> [INSTRUCTION 1]
Pull out each line of the rows below that contains the string "positive".

> [EXTRACT TO READ]
--

This is English as a Second Language Podcast’s English Cafe episode 393. I'm your host, Dr. Jeff McQuillan, coming to you from the Center for Educational Development in beautiful Los Angeles, California.

Visit our website at ESLPod.com. Become a member of ESL Podcast and download the Learning Guide for this episode.

On this Café, we’re going to continue our series on American Movies, focusing on “The Manchurian Candidate.” We’re also going to talk about something known as “blue laws” – laws that enforce moral or religious standards, and as always, we’ll answer a few of your questions. Let’s get started.

This Café begins with the continuation of our series on the famous American movies. Today, we’re going to talk about the 1962 movie or film called “The Manchurian Candidate.” This film is a thriller. A “thriller” (thriller) is a very exciting film where there's lots of action and lots of suspense. You're waiting to find out what happens. The thriller, “The Manchurian Candidate,” is a movie about the Cold War, that time when the US and the Soviet Union were both trying to increase their control, or prevent the other country from controlling, other areas around the world.

The film is based on a 1959 book, novel of the same name, The Manchurian Candidate, which was written by Richard Condon. The main idea of the movie is that a prominent or very important conservative political family has a son, and the son has been brainwashed. “To brainwash” (brainwash) – one word – means to use certain psychological techniques to change this person's opinions and beliefs. “Brainwashing” was a very popular idea in the 50’s, 60’s, when I was growing up, in the 70’s and 80’s. There was often talk about different political or religious groups “brainwashing” people, changing their views, but doing it in a way that was somehow dishonest or not correct.

In this story, the young man is brainwashed to become an assassin. An “assassin” (assassin) is someone who kills other people, usually political leaders. Assassinations are usually done for political reasons. Abraham Lincoln was assassinated. President John F. Kennedy was assassinated – killed for some sort of political effect. This young man in the movie is brainwashed to become an assassin for the Communists – so, the enemies of the United States.

He's brainwashed so that when he sees a certain thing, he does whatever is suggested next, or whatever he is ordered to do. In this case, whenever he sees the playing card of the Queen of Diamonds, which is one of the cards you would use to play a game like poker for example, then he does whatever is suggested. Specifically, he kills the person he’s supposed to kill – the target – as well as anyone who might see him kill that person, any witnesses that see him. Then he immediately forgets what he has done so that he cannot incriminate himself.

--

Saved entries
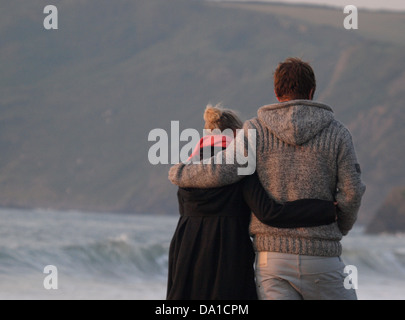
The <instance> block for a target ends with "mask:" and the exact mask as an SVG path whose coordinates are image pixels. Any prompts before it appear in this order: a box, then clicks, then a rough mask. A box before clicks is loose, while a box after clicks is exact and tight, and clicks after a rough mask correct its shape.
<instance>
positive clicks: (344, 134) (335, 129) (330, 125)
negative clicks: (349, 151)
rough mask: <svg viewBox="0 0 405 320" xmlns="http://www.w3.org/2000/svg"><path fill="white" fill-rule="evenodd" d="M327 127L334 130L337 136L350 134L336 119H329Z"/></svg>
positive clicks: (345, 127) (343, 126)
mask: <svg viewBox="0 0 405 320" xmlns="http://www.w3.org/2000/svg"><path fill="white" fill-rule="evenodd" d="M329 129H331V130H333V131H336V133H337V134H338V135H339V136H351V133H350V130H349V129H348V128H347V127H346V126H345V125H344V124H343V123H342V122H341V121H339V120H337V119H333V120H332V121H331V123H330V125H329Z"/></svg>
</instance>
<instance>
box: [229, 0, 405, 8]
mask: <svg viewBox="0 0 405 320" xmlns="http://www.w3.org/2000/svg"><path fill="white" fill-rule="evenodd" d="M222 1H235V0H222ZM236 1H263V2H278V3H283V2H284V3H310V4H321V5H330V6H336V7H342V8H343V7H345V6H346V5H350V4H351V5H355V6H357V8H358V9H361V8H366V9H372V10H378V9H384V10H401V11H405V1H404V0H333V1H328V0H236Z"/></svg>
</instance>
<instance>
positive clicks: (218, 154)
mask: <svg viewBox="0 0 405 320" xmlns="http://www.w3.org/2000/svg"><path fill="white" fill-rule="evenodd" d="M252 129H253V128H252V127H251V125H250V123H249V121H247V122H245V124H244V126H243V130H240V131H239V132H238V134H237V135H236V137H235V139H234V140H233V141H232V143H231V144H230V145H229V146H228V148H227V149H226V150H224V151H221V152H219V153H218V154H217V155H216V156H214V157H212V158H209V159H206V160H203V161H202V162H200V163H191V162H188V163H186V164H184V163H179V164H177V165H174V166H173V167H172V168H170V170H169V180H170V181H171V182H172V183H173V184H175V185H178V186H179V187H182V188H217V187H222V186H226V185H229V184H233V183H235V182H237V181H239V180H241V179H242V178H243V177H244V176H246V175H250V174H253V173H254V172H255V170H256V130H254V132H253V131H252ZM197 178H198V179H197Z"/></svg>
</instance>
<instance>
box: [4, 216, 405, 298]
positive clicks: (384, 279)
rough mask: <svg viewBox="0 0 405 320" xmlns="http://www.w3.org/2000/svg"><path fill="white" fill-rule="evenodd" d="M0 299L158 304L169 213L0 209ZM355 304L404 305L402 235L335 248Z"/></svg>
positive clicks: (382, 236) (404, 266)
mask: <svg viewBox="0 0 405 320" xmlns="http://www.w3.org/2000/svg"><path fill="white" fill-rule="evenodd" d="M0 221H1V223H0V299H1V300H164V299H165V295H166V281H167V264H168V250H169V245H170V241H171V238H172V236H173V233H174V230H175V228H176V224H177V221H178V216H177V215H172V216H160V215H153V214H149V215H147V214H116V213H114V214H113V213H84V212H73V211H68V212H59V211H53V210H42V209H41V210H40V209H38V210H16V209H0ZM342 244H343V248H344V252H343V255H342V258H343V261H344V262H345V264H346V265H347V266H348V268H349V269H348V270H347V272H348V276H350V279H349V280H350V281H349V282H348V283H349V285H352V286H354V285H355V286H357V295H358V298H359V299H360V300H404V299H405V234H396V235H388V234H387V235H378V236H375V235H366V234H364V232H363V230H362V229H361V228H357V229H354V230H353V231H352V232H351V233H350V234H349V235H348V236H347V237H345V238H344V240H343V242H342Z"/></svg>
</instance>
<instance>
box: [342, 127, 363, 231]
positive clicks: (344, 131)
mask: <svg viewBox="0 0 405 320" xmlns="http://www.w3.org/2000/svg"><path fill="white" fill-rule="evenodd" d="M344 130H345V131H344V133H343V139H342V142H341V144H340V146H339V154H338V159H337V161H338V162H337V165H338V172H337V179H338V181H337V194H336V201H337V202H338V212H337V217H338V219H337V222H338V226H339V229H340V231H341V232H342V234H343V235H347V234H348V233H349V231H350V230H351V229H352V227H353V225H354V223H355V222H356V219H357V213H358V211H359V209H360V205H361V198H362V197H363V195H364V192H365V191H366V186H365V185H364V184H363V183H362V181H361V169H360V165H359V163H358V161H357V157H356V152H355V148H354V145H353V141H352V136H351V134H350V132H349V131H348V130H347V129H344Z"/></svg>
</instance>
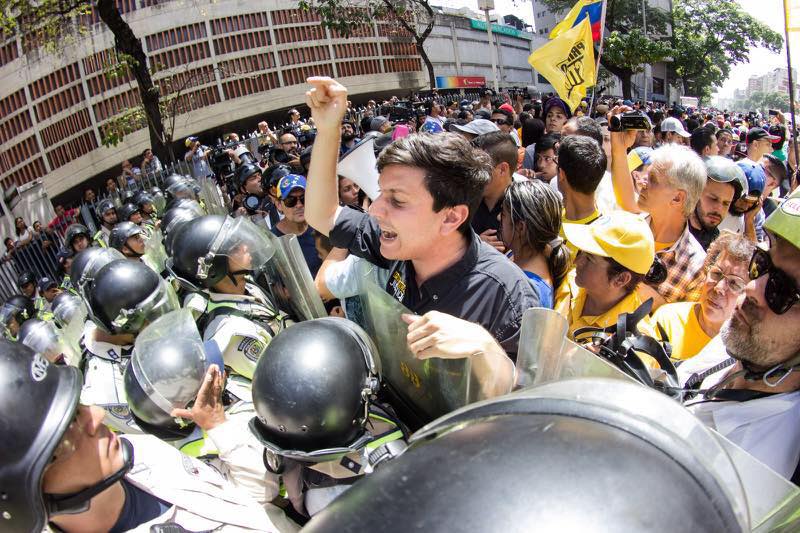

--

> [INSTRUCTION 2]
According to the podcast transcript above, which playing card makes the brainwashed young man carry out his orders?

> [ANSWER BOX 1]
positive clicks: (344, 134) (335, 129) (330, 125)
positive clicks: (345, 127) (343, 126)
positive clicks: (218, 154)
positive clicks: (384, 279)
positive clicks: (382, 236) (404, 266)
positive clicks: (344, 131)

> [ANSWER BOX 2]
The Queen of Diamonds.